Your task: Without including any image, repeat every record exactly.

Entries shown:
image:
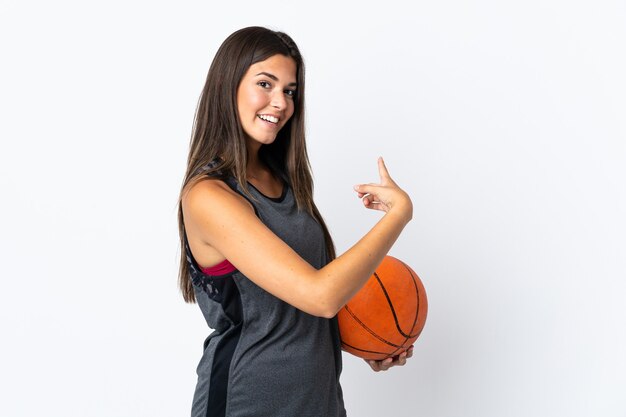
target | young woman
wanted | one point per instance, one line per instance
(257, 256)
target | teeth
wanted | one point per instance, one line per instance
(271, 119)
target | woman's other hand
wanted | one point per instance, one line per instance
(385, 196)
(398, 360)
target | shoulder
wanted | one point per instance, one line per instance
(208, 195)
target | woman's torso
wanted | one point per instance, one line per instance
(266, 357)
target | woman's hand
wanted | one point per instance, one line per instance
(399, 360)
(386, 196)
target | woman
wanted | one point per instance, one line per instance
(257, 256)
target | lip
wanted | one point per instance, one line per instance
(265, 122)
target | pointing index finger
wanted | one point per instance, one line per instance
(382, 169)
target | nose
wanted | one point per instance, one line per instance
(278, 100)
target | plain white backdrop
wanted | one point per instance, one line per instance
(505, 121)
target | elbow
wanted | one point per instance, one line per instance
(327, 307)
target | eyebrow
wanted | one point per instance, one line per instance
(275, 78)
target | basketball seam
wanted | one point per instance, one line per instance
(370, 331)
(393, 311)
(417, 295)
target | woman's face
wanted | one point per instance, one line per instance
(265, 98)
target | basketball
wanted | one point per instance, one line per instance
(387, 315)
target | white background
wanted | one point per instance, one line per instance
(505, 121)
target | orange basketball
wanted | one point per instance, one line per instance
(387, 315)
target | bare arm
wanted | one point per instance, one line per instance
(227, 223)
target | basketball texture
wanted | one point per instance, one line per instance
(387, 315)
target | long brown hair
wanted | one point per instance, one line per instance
(217, 131)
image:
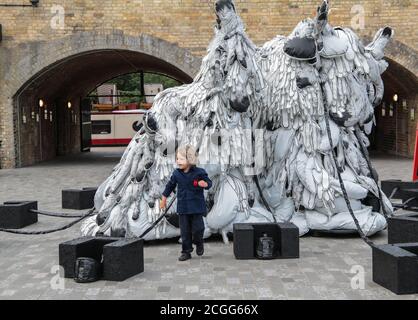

Result below:
image:
target | young woman
wanted | one point per instance, one line per instance
(257, 256)
target | teeth
wanted | one point per instance, one line per instance
(271, 119)
target | woman's other hand
wanted | one point per instance, one line per instance
(385, 196)
(398, 360)
target | shoulder
wanted | one point per instance, one line per instance
(208, 195)
target | woman's torso
wanted | one point per instance, one line per instance
(266, 357)
target | woman's hand
wanted | one point per instance, one line per instance
(399, 360)
(386, 196)
target | woman
wanted | one point per instance, one line per instance
(257, 256)
target | lip
wanted | one point per instance, one line per instance
(265, 122)
target | pointing index finger
wanted | one point per instance, one line per instance
(382, 169)
target | nose
wanted | one point per instance, one line per instance
(278, 100)
target | plain white backdrop
wanted | one point per instance, one line per instance
(505, 121)
target | elbow
wanted | one point per instance, one line per instance
(327, 307)
target | eyebrow
wanted | one point per instance, one line per instance
(275, 78)
target | basketball seam
wanted | one point per instance, one line per instance
(370, 331)
(393, 311)
(417, 295)
target | woman's face
wanted | one point per instance, one line per instance
(265, 98)
target | basketball
wanted | one point per instance, one line per instance
(387, 315)
target | white background
wanted | one point per instance, one line per instance
(505, 121)
target | orange basketball
wanted | one point per instance, one line per instance
(387, 315)
target | bare arm
wanted | one point per instance, one line per instance
(227, 223)
target | basketball texture
wanted | one point per instance, one line per instance
(387, 315)
target | long brown hair
wanted | one point per instance, one line per instance
(217, 131)
image:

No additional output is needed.